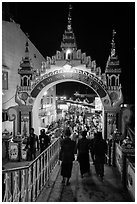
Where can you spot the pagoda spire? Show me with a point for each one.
(68, 40)
(27, 47)
(113, 51)
(69, 27)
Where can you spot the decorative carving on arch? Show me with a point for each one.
(73, 74)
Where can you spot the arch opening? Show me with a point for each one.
(44, 100)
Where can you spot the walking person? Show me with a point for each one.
(100, 149)
(44, 140)
(91, 147)
(83, 154)
(32, 145)
(67, 156)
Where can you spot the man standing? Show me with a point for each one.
(100, 149)
(67, 156)
(32, 145)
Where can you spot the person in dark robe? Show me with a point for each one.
(32, 145)
(83, 154)
(100, 149)
(67, 156)
(44, 140)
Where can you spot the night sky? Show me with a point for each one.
(92, 23)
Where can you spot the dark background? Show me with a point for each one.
(92, 23)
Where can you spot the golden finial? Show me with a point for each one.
(113, 44)
(69, 17)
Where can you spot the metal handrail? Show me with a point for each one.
(24, 184)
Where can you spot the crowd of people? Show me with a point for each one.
(77, 141)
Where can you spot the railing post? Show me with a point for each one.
(8, 195)
(23, 190)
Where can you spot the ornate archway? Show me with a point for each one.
(70, 64)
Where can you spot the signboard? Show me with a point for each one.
(119, 158)
(13, 151)
(98, 104)
(23, 152)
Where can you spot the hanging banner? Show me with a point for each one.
(13, 151)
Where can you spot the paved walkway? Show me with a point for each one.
(88, 189)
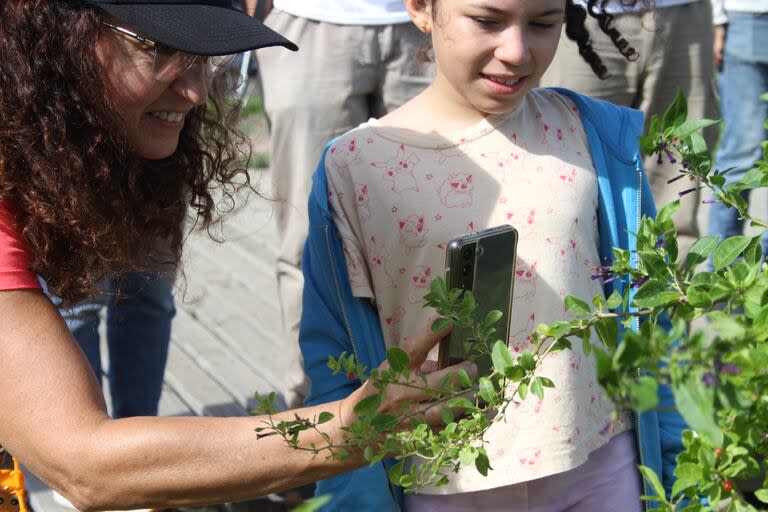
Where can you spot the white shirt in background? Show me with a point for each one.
(347, 12)
(615, 7)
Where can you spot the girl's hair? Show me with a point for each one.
(576, 29)
(87, 206)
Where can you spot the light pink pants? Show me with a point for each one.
(609, 481)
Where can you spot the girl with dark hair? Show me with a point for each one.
(111, 128)
(481, 147)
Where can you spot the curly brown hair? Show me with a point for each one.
(576, 30)
(88, 207)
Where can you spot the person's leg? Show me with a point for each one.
(82, 319)
(680, 58)
(744, 79)
(138, 334)
(310, 97)
(621, 87)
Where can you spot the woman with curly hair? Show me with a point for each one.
(111, 128)
(479, 148)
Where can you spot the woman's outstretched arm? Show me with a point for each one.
(54, 420)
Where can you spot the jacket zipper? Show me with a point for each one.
(637, 327)
(348, 327)
(345, 316)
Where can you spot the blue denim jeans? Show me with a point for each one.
(140, 308)
(743, 80)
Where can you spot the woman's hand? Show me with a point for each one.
(399, 398)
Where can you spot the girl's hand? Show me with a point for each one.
(399, 398)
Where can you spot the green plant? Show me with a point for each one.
(719, 379)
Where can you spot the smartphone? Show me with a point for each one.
(483, 263)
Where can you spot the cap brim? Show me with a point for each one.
(198, 29)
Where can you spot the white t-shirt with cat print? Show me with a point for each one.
(398, 196)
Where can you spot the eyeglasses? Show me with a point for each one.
(169, 64)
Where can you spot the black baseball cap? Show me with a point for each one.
(200, 27)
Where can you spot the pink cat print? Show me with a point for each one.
(565, 185)
(378, 266)
(345, 154)
(456, 191)
(510, 165)
(413, 233)
(362, 202)
(524, 220)
(399, 171)
(392, 324)
(521, 339)
(525, 280)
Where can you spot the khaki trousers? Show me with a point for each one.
(341, 76)
(675, 47)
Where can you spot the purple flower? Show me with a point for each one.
(671, 158)
(709, 379)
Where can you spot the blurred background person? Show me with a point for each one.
(674, 52)
(358, 60)
(741, 52)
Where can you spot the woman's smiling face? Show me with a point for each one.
(153, 111)
(490, 53)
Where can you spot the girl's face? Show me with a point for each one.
(490, 53)
(152, 111)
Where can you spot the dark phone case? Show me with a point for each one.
(491, 279)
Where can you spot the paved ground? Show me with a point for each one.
(226, 343)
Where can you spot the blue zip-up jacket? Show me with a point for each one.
(334, 321)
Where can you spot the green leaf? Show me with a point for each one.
(467, 455)
(460, 403)
(701, 250)
(664, 216)
(608, 331)
(695, 401)
(501, 357)
(644, 393)
(486, 389)
(464, 379)
(527, 361)
(313, 504)
(368, 405)
(397, 358)
(653, 480)
(762, 495)
(537, 389)
(440, 324)
(753, 254)
(492, 317)
(482, 463)
(654, 294)
(729, 250)
(547, 383)
(324, 417)
(688, 127)
(576, 306)
(383, 421)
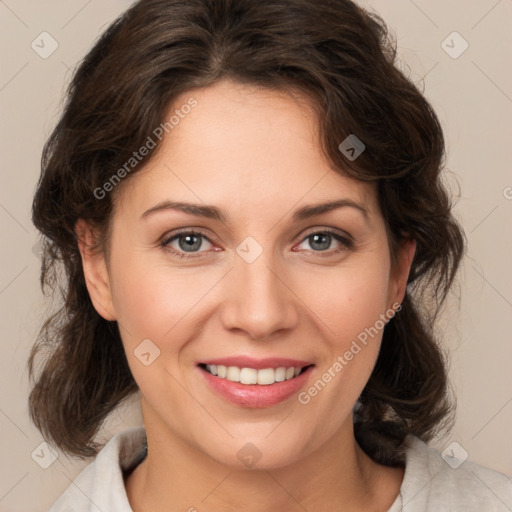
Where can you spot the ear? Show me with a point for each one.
(400, 272)
(95, 270)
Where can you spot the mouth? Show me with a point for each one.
(250, 376)
(255, 383)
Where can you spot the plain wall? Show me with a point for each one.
(472, 95)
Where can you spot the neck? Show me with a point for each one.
(175, 476)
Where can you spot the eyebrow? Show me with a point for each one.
(212, 212)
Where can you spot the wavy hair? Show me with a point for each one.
(343, 59)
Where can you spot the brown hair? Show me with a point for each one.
(339, 56)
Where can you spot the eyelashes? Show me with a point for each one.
(192, 239)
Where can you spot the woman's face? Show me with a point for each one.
(268, 279)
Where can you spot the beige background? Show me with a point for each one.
(472, 95)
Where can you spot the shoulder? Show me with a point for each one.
(100, 485)
(445, 483)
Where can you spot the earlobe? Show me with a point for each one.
(95, 271)
(400, 274)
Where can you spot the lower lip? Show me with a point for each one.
(255, 395)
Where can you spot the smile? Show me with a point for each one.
(255, 383)
(248, 376)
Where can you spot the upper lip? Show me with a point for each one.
(257, 364)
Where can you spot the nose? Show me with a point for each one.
(258, 302)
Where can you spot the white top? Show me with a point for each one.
(430, 484)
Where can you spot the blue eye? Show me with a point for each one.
(187, 242)
(192, 244)
(321, 241)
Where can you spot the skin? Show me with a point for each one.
(255, 154)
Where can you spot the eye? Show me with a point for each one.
(322, 241)
(186, 243)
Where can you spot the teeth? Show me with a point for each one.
(263, 377)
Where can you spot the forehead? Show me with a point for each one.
(244, 148)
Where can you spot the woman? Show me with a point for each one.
(246, 200)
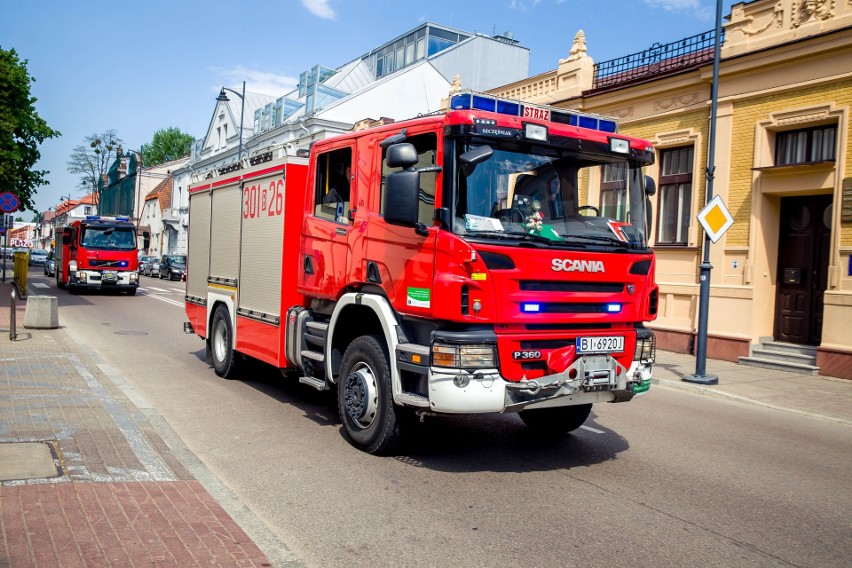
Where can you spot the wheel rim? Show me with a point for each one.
(220, 341)
(361, 395)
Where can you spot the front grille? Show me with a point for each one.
(566, 326)
(573, 308)
(115, 263)
(583, 287)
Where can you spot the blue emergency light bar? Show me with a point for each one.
(102, 218)
(530, 308)
(470, 100)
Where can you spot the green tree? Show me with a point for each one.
(92, 158)
(168, 144)
(22, 130)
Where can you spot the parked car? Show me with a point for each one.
(37, 257)
(173, 266)
(50, 264)
(152, 267)
(143, 262)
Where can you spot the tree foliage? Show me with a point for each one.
(168, 144)
(22, 130)
(92, 158)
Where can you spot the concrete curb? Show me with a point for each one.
(714, 392)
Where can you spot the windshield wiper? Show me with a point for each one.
(600, 238)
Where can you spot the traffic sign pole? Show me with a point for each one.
(701, 376)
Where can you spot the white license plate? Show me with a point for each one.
(601, 344)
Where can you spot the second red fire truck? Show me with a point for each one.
(98, 252)
(491, 259)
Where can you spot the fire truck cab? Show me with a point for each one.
(490, 259)
(98, 252)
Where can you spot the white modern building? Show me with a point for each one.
(407, 76)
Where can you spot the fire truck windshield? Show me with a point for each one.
(112, 238)
(556, 198)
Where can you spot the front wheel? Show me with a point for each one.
(221, 340)
(365, 397)
(557, 420)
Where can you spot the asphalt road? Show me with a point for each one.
(671, 479)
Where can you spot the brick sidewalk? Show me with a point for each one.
(121, 496)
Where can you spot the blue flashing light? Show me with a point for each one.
(506, 107)
(530, 308)
(480, 101)
(589, 122)
(607, 125)
(488, 104)
(460, 102)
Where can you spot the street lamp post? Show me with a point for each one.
(701, 377)
(224, 98)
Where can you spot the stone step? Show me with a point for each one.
(783, 356)
(775, 365)
(784, 347)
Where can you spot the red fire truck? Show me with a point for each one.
(493, 258)
(98, 253)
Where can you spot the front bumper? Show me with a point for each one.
(92, 279)
(589, 379)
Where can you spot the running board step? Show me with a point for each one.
(314, 382)
(412, 399)
(313, 356)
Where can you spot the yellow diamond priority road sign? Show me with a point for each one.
(715, 218)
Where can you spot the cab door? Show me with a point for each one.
(327, 230)
(399, 259)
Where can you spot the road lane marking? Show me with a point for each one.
(151, 461)
(167, 300)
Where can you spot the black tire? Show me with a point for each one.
(220, 340)
(557, 420)
(365, 397)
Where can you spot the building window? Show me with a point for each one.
(675, 206)
(614, 192)
(805, 146)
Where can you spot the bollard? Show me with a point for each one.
(13, 334)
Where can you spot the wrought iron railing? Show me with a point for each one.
(656, 60)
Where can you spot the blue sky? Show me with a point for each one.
(137, 67)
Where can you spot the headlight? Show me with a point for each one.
(646, 349)
(463, 356)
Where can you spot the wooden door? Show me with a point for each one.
(804, 247)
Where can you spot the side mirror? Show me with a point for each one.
(472, 157)
(403, 189)
(650, 186)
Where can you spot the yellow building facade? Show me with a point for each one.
(782, 273)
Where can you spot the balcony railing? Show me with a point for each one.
(656, 60)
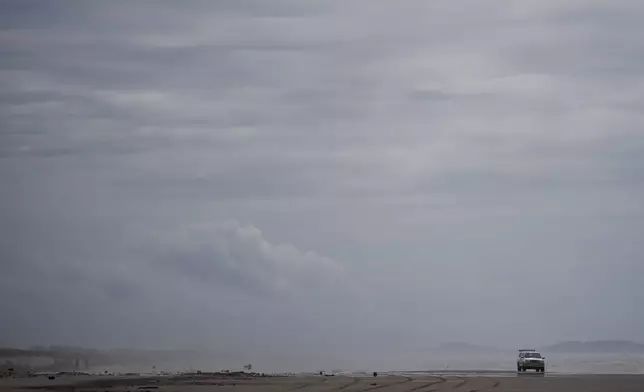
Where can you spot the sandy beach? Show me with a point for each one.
(398, 383)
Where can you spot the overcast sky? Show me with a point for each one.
(327, 178)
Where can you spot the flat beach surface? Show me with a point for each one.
(398, 383)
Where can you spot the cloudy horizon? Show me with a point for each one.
(313, 177)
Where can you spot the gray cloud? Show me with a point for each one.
(424, 160)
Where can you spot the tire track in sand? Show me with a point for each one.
(429, 384)
(495, 385)
(406, 380)
(322, 381)
(347, 385)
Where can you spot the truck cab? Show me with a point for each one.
(530, 359)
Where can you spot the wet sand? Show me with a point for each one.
(530, 382)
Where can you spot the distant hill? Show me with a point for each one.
(596, 346)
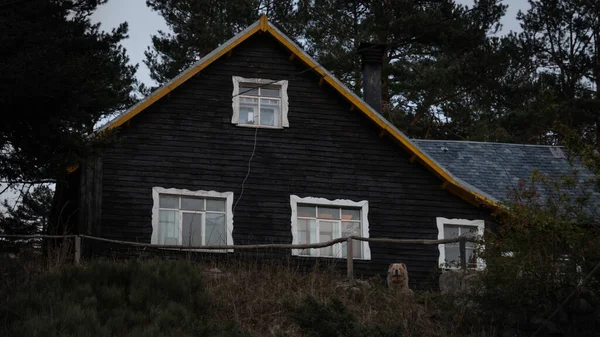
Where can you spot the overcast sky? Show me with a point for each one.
(143, 23)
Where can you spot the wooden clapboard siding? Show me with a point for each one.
(186, 141)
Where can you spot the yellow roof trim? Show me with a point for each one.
(375, 117)
(460, 188)
(183, 77)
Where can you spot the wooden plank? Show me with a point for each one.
(349, 259)
(188, 142)
(77, 250)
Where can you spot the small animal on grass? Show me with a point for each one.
(398, 277)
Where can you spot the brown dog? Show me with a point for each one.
(398, 277)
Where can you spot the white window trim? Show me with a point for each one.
(479, 224)
(228, 196)
(364, 214)
(235, 104)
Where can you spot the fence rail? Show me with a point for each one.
(349, 240)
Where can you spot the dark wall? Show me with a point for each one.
(186, 140)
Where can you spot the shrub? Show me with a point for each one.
(156, 298)
(334, 319)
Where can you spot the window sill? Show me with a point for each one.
(330, 257)
(220, 251)
(259, 126)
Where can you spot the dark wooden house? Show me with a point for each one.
(258, 143)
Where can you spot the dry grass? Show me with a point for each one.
(261, 298)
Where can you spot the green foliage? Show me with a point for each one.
(199, 26)
(156, 298)
(547, 243)
(28, 217)
(59, 75)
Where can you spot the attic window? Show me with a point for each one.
(449, 257)
(259, 103)
(317, 220)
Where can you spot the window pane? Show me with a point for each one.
(269, 92)
(192, 229)
(451, 232)
(251, 101)
(307, 211)
(307, 233)
(168, 201)
(192, 204)
(329, 213)
(216, 232)
(248, 89)
(471, 258)
(350, 214)
(327, 234)
(269, 116)
(452, 255)
(269, 102)
(351, 228)
(168, 228)
(468, 231)
(247, 114)
(217, 205)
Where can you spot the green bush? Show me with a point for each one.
(155, 298)
(547, 243)
(334, 319)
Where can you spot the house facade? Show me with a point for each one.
(257, 143)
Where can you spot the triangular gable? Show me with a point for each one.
(453, 184)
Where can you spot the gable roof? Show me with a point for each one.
(497, 167)
(450, 182)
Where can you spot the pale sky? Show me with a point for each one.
(143, 23)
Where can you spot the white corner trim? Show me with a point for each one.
(480, 224)
(228, 196)
(235, 101)
(364, 207)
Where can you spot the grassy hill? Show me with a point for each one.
(181, 298)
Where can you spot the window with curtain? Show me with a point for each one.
(450, 252)
(318, 220)
(260, 103)
(192, 220)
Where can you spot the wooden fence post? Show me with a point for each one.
(463, 253)
(77, 249)
(349, 260)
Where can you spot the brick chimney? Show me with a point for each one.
(372, 60)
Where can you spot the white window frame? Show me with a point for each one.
(227, 196)
(478, 224)
(284, 102)
(364, 216)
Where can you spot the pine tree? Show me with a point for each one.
(59, 75)
(29, 217)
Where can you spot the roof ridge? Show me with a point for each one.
(482, 142)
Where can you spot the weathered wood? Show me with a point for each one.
(463, 252)
(349, 259)
(18, 236)
(77, 249)
(330, 151)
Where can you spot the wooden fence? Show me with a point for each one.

_YOUR OBJECTIVE_
Restate word for word every line from the one containing "Where can you spot the pale" through the final line of the listing. Both end lines belong in the answer.

_WRITTEN REPLY_
Where can you spot the pale sky? Show me with a point for each one.
(143, 23)
Where can you spot the white corner trim? Show me with a point for each one.
(480, 224)
(228, 196)
(235, 101)
(364, 207)
Where can you spot the grassy hill? Show me with a point for each one.
(181, 298)
Where can you spot the window with curtain? Show me with a point for each one.
(450, 252)
(318, 220)
(260, 103)
(192, 220)
Where can you spot the wooden fence post? Show me with a point for each one.
(463, 253)
(77, 249)
(349, 260)
Where can you spot the brick chimney? Show me with a point for each one.
(372, 60)
Where can you spot the white window frame? Show me with a point for each one.
(227, 196)
(478, 224)
(284, 102)
(364, 216)
Where can you spot the pine tree? Show me with a point for each one.
(59, 75)
(29, 217)
Where can you spot the roof ridge? Show me with a point for each one.
(482, 142)
Where can you spot the weathered wood? Show me with a point for each one.
(463, 252)
(349, 259)
(18, 236)
(77, 249)
(330, 151)
Where can you spot the wooden fence? Show me with a point for each one.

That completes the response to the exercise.